Only a number is wanted: how many lines of the entries include the string "wave"?

BEGIN MATERIAL PROVIDED

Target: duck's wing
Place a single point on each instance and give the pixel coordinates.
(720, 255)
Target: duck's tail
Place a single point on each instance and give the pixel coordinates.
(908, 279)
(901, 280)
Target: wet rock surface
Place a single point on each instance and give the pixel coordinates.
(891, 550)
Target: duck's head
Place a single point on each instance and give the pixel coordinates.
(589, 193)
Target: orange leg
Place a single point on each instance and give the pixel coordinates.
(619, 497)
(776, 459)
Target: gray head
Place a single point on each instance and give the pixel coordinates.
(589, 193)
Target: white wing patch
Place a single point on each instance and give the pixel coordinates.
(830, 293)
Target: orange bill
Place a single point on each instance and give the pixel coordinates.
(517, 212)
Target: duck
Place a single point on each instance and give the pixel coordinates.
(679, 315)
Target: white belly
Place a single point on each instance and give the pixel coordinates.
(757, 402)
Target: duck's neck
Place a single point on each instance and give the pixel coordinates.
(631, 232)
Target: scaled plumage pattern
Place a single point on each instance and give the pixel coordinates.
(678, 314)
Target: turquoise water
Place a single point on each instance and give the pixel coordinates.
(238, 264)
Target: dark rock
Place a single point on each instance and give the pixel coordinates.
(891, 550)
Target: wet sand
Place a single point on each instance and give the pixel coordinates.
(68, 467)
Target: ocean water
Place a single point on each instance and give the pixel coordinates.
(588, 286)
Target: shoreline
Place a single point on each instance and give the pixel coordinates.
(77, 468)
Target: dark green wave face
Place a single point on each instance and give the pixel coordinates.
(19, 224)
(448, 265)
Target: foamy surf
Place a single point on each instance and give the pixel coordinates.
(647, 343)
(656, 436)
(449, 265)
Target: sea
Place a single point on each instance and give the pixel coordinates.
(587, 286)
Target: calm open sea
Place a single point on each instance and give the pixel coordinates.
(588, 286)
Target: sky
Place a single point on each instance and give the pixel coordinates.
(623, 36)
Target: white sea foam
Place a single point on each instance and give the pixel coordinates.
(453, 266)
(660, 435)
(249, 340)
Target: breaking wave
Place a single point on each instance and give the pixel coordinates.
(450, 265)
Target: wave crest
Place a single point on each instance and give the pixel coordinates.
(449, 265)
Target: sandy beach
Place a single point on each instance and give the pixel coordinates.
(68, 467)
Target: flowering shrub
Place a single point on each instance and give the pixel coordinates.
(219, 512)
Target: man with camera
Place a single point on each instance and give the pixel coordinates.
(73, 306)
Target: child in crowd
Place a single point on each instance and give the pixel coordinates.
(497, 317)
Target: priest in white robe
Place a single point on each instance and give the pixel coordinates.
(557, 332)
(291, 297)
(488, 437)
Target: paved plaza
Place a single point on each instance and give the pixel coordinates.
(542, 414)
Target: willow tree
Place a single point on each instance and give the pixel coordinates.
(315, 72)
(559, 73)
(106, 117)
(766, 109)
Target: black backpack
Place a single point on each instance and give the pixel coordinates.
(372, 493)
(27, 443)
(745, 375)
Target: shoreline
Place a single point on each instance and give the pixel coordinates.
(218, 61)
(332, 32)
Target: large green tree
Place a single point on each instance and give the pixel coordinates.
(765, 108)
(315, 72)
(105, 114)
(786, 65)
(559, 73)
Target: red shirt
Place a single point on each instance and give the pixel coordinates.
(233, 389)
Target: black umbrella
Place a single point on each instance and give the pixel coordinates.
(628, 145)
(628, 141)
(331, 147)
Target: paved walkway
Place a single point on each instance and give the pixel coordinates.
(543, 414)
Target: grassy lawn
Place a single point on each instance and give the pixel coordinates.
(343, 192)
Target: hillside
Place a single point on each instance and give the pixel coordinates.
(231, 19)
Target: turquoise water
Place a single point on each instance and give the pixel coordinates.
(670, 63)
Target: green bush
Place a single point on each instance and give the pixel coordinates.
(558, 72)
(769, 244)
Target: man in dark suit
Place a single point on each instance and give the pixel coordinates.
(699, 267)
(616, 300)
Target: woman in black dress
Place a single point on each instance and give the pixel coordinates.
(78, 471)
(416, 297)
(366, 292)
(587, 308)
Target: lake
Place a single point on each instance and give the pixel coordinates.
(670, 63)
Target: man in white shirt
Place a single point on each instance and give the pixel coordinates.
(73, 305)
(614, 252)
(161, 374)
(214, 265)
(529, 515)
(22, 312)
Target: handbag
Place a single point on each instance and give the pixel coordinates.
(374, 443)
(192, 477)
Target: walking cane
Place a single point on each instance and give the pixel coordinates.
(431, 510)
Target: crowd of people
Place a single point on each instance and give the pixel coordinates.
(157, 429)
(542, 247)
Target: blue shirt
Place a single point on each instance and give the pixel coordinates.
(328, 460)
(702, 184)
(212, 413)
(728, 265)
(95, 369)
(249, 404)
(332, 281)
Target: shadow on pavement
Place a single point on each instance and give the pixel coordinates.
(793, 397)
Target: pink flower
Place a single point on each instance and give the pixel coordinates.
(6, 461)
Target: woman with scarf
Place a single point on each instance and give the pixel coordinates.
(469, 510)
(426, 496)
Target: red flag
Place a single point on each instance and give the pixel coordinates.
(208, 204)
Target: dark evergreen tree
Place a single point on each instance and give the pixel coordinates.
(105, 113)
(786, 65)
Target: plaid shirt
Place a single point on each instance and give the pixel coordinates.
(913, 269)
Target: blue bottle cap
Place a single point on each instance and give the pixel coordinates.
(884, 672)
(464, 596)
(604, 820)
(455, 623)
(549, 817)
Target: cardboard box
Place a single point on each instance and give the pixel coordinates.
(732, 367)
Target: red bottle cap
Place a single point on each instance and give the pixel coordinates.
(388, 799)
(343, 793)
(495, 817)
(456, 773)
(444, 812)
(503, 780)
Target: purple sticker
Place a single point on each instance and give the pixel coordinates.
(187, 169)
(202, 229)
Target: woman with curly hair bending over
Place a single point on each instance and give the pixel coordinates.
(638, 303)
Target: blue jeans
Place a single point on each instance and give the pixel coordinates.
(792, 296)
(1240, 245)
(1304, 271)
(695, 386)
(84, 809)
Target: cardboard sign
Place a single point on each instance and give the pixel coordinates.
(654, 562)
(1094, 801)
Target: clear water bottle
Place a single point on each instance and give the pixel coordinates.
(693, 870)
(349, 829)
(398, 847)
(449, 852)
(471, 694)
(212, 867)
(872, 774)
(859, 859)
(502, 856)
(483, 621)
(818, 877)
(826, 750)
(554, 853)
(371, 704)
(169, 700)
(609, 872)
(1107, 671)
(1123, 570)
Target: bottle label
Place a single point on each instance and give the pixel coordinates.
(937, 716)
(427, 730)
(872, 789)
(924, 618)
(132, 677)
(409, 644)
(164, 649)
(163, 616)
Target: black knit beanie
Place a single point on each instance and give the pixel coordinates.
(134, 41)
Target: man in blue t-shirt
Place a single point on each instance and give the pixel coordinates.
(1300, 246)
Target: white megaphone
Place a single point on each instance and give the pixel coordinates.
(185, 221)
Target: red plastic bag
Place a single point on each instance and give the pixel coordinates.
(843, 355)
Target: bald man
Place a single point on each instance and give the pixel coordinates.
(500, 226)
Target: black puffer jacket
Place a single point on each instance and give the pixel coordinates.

END MATERIAL PROVIDED

SOLUTION FOR THIS PROBLEM: 3